## AUFGABENSTELLUNG
Gib aus dem Forenthread unten den Teil wortgetreu aus, der mit den Worten um „Schön wärs. 5-6“ beginnt und mit „oder woran liegt´s?“ schließt.

## TEXTAUSSCHNITT

Wheelie kann ich nicht, kann nur auf dem hr hüpfen da merk ich nichts. 

Generell ist das echt der quatschfug schlechthin was da so geschrieben wird und jeder der sich davon mehr beeinflussen lässt als von einer testfahrt, den lassen wir im glauben, dass so tests sinnvoll sind und das icb ein total schlechtes rad ist. 

Mehr fahren, weniger denken wäre hier im forum generell eine gute empfehlung


----------



## nino85 (3. März 2014)

Eisbein schrieb:


> Mehr fahren, weniger denken wäre hier im forum generell eine gute empfehlung



Aber das Wetter ist doch grad so bäh


----------



## MTB-News.de




----------



## Eisbein (3. März 2014)

nino85 schrieb:


> Aber das Wetter ist doch grad so bäh


12grad, blauer himmel, kein schnee bis 1400m 
Ja, ist nicht das beste wetter.


----------



## Lt.AnimalMother (3. März 2014)

So sieht's hier auch aus. Ok, das mit den 1400m ist so ne Sache. Aber liegen bleibt hier auf der Höhe definitiv nix


----------



## nino85 (3. März 2014)

Schön wärs. 5-6 Grad. Feucht-Kalt. Matschige Trails... Ich beneide euch


----------



## bansaiman (6. März 2014)

Habe ein Prob:

auf 10fach NAtrieb umgerüstet. Alles funktioniert und auf dem 11er Ritzel will die Kette nicht greifen udn die Gleieder rutschen über die Zähne. Kette zu lang oder woran liegt´s?


----------



## KainerM (6. März 2014)

Kette neu oder alt und ausgelutscht?

mfg


----------



## Kharne (6. März 2014)

Klassiker: Etwas zu viel Spannung und den Anschlag etwas zu weit reingedreht.
Bei 10-fach darfst du den Zug beim Klemmen nicht spannen, der muss ganz locker reingelegt werden.

Einträge zur Beschriftung von Objektpositionen:

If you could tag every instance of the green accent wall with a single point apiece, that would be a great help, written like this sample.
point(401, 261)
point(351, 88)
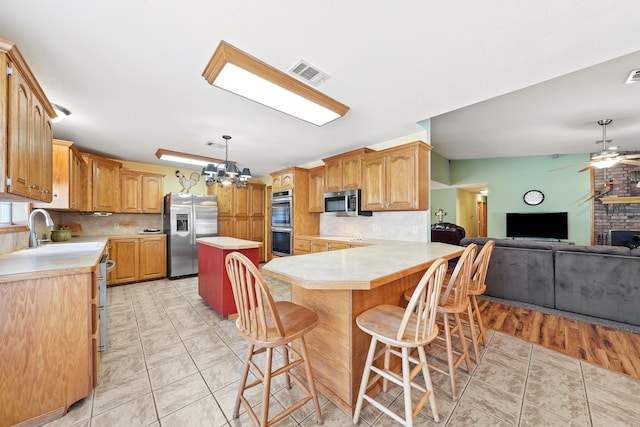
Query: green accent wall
point(507, 179)
point(444, 199)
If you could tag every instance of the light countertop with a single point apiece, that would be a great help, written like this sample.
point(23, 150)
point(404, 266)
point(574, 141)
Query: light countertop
point(52, 259)
point(228, 243)
point(366, 267)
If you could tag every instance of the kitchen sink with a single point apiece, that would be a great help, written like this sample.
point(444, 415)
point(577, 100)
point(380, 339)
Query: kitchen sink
point(65, 247)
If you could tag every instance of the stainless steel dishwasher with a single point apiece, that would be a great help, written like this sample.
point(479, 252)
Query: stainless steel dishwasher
point(104, 267)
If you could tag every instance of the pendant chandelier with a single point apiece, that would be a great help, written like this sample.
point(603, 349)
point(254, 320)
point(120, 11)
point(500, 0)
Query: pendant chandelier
point(226, 173)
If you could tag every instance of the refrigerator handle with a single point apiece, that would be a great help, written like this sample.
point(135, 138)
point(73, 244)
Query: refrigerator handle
point(193, 224)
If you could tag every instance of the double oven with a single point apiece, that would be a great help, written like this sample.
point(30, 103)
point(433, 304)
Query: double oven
point(282, 223)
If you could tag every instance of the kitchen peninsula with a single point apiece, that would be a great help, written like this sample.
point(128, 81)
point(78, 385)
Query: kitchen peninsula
point(340, 285)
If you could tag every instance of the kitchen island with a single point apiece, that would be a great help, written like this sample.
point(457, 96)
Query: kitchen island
point(339, 286)
point(213, 283)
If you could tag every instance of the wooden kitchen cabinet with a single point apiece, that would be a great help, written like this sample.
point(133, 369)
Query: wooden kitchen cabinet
point(344, 171)
point(241, 212)
point(396, 178)
point(141, 192)
point(68, 178)
point(46, 327)
point(25, 131)
point(283, 180)
point(316, 189)
point(137, 258)
point(103, 183)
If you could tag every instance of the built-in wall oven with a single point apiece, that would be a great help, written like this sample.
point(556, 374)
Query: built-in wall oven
point(282, 223)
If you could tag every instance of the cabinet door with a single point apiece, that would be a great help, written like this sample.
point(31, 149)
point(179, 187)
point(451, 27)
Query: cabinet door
point(373, 188)
point(125, 253)
point(402, 185)
point(241, 226)
point(256, 227)
point(77, 190)
point(153, 262)
point(130, 190)
point(152, 193)
point(18, 138)
point(287, 181)
point(225, 226)
point(242, 201)
point(352, 172)
point(316, 189)
point(225, 198)
point(46, 153)
point(105, 186)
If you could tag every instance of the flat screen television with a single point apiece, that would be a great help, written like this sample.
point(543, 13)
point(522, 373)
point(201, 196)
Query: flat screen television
point(548, 225)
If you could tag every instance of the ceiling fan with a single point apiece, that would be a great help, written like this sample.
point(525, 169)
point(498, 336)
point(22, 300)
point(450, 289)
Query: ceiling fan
point(608, 157)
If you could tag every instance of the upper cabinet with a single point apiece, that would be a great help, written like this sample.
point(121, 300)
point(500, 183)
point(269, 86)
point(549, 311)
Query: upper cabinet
point(316, 189)
point(344, 171)
point(141, 192)
point(69, 186)
point(283, 180)
point(103, 183)
point(396, 179)
point(25, 130)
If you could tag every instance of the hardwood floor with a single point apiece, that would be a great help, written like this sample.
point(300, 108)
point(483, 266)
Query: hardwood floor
point(609, 348)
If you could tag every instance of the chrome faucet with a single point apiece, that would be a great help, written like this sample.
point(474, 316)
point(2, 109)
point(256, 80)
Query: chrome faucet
point(34, 241)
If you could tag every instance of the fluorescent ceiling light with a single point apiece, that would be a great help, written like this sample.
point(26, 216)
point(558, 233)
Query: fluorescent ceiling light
point(232, 69)
point(190, 159)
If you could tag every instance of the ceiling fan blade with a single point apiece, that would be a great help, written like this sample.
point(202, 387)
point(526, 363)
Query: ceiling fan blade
point(566, 167)
point(630, 162)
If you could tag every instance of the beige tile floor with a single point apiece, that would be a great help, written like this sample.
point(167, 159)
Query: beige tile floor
point(172, 361)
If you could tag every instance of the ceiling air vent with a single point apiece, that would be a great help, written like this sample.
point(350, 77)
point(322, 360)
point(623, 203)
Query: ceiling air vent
point(634, 77)
point(308, 73)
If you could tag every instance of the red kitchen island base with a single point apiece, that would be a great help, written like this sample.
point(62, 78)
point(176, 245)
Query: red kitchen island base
point(213, 284)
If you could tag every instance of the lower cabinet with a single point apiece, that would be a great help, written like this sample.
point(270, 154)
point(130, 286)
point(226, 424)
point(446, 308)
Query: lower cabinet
point(137, 258)
point(47, 345)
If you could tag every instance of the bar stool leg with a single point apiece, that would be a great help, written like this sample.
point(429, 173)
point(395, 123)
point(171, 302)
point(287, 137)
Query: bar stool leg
point(266, 383)
point(429, 385)
point(406, 380)
point(474, 335)
point(476, 310)
point(365, 380)
point(243, 380)
point(312, 384)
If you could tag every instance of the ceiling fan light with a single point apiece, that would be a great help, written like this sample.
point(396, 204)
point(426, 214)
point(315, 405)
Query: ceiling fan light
point(606, 163)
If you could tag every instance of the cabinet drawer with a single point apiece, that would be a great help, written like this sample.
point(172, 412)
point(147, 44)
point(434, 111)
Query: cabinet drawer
point(302, 245)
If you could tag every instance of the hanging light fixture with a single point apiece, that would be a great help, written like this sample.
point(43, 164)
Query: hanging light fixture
point(226, 172)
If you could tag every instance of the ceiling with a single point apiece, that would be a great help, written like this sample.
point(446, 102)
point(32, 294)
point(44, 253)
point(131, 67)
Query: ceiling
point(130, 71)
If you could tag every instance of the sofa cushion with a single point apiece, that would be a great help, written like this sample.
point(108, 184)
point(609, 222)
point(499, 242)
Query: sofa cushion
point(597, 249)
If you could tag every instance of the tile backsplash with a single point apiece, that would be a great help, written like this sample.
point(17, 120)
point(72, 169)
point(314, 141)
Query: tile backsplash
point(112, 225)
point(409, 226)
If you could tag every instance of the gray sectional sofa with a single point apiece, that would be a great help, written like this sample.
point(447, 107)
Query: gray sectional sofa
point(597, 281)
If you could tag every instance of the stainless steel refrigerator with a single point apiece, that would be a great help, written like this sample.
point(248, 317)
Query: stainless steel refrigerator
point(187, 217)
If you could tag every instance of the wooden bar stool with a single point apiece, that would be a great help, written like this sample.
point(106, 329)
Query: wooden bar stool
point(401, 330)
point(478, 287)
point(267, 324)
point(453, 302)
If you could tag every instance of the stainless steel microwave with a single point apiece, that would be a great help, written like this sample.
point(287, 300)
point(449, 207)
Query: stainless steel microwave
point(344, 203)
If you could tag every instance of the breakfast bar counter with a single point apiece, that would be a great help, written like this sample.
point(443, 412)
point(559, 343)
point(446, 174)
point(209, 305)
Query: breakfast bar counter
point(339, 286)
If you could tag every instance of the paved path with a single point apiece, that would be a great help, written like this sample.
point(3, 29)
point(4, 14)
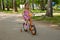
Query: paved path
point(10, 29)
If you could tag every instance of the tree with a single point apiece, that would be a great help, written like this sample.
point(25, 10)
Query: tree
point(49, 9)
point(3, 5)
point(15, 6)
point(7, 5)
point(42, 6)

## LÖSUNG
Schön wärs. 5-6 Grad. Feucht-Kalt. Matschige Trails... Ich beneide euch


----------



## bansaiman (6. März 2014)

Habe ein Prob:

auf 10fach NAtrieb umgerüstet. Alles funktioniert und auf dem 11er Ritzel will die Kette nicht greifen udn die Gleieder rutschen über die Zähne. Kette zu lang oder woran liegt´s?